> [Instruction]: Collect every row below that contains the string "stone", matching case exactly, and copy each one in full.

(Recorded data)

╭──

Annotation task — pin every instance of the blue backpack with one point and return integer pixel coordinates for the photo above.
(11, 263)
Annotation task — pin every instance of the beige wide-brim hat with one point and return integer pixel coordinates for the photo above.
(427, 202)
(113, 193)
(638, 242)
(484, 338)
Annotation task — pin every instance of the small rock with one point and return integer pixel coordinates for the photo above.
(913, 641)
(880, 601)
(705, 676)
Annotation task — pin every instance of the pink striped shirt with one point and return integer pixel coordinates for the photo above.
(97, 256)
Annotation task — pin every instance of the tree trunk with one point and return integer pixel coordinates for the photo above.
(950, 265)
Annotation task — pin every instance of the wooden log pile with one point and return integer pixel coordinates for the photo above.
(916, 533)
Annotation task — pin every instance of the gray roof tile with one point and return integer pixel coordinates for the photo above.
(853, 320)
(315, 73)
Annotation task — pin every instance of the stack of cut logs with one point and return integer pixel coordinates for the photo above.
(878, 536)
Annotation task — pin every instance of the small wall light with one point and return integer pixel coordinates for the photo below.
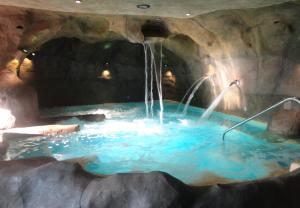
(105, 74)
(169, 73)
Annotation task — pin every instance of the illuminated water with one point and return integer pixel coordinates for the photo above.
(188, 150)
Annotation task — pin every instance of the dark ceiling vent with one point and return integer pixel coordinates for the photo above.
(155, 28)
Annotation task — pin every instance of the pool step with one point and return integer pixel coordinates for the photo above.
(38, 131)
(84, 117)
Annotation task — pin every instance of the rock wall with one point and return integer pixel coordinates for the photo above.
(43, 182)
(260, 47)
(70, 72)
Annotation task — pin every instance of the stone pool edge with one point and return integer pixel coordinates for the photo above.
(46, 182)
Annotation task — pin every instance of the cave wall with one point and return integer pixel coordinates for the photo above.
(68, 71)
(258, 46)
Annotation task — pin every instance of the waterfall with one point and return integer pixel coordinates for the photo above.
(218, 99)
(200, 82)
(187, 92)
(146, 80)
(158, 79)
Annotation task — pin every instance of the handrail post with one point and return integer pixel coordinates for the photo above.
(260, 113)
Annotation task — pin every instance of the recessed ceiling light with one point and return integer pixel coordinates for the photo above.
(143, 6)
(25, 50)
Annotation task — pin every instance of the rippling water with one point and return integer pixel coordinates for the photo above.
(183, 147)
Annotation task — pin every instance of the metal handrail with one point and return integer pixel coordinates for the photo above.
(260, 113)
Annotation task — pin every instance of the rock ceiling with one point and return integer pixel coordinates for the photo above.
(163, 8)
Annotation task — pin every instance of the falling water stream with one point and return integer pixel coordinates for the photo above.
(158, 79)
(200, 82)
(187, 92)
(218, 99)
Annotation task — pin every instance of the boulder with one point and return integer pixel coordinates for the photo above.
(286, 123)
(44, 182)
(7, 120)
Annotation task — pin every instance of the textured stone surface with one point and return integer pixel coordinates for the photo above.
(286, 122)
(19, 98)
(42, 182)
(7, 120)
(257, 46)
(165, 8)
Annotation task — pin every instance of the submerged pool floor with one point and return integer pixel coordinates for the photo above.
(183, 146)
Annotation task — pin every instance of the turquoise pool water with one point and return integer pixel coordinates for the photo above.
(184, 147)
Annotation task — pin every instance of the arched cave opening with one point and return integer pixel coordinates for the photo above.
(68, 71)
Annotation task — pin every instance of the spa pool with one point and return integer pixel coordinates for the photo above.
(183, 146)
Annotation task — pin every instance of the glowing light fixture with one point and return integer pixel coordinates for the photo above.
(169, 73)
(143, 6)
(105, 74)
(25, 50)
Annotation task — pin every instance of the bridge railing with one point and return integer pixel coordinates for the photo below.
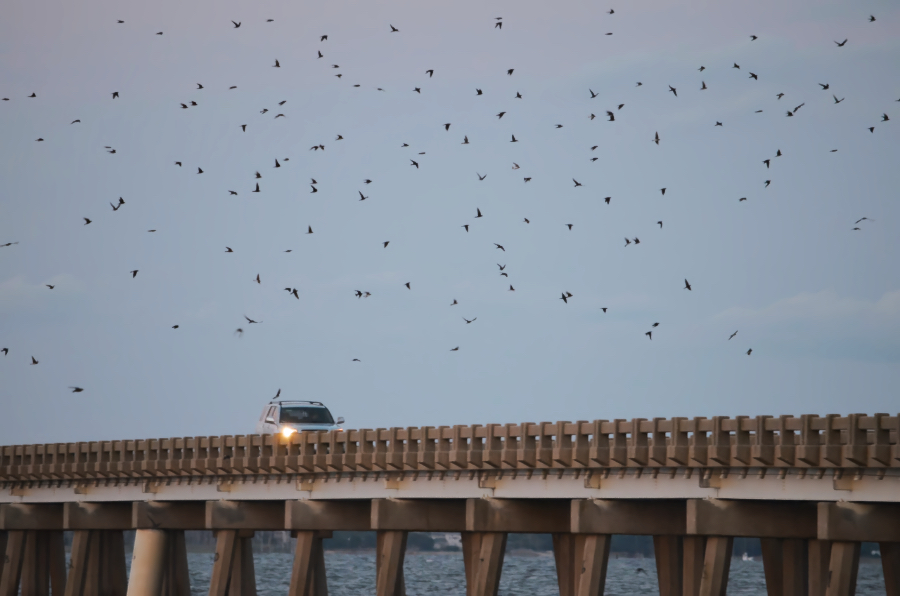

╰──

> [Result]:
Annotation task — pin every instance of the stone pool edge with one point and return integer pixel coordinates for the photo above.
Annotation task — pin every instance of the textured stone surface with one point and return integer pixel coordinates for the photo above.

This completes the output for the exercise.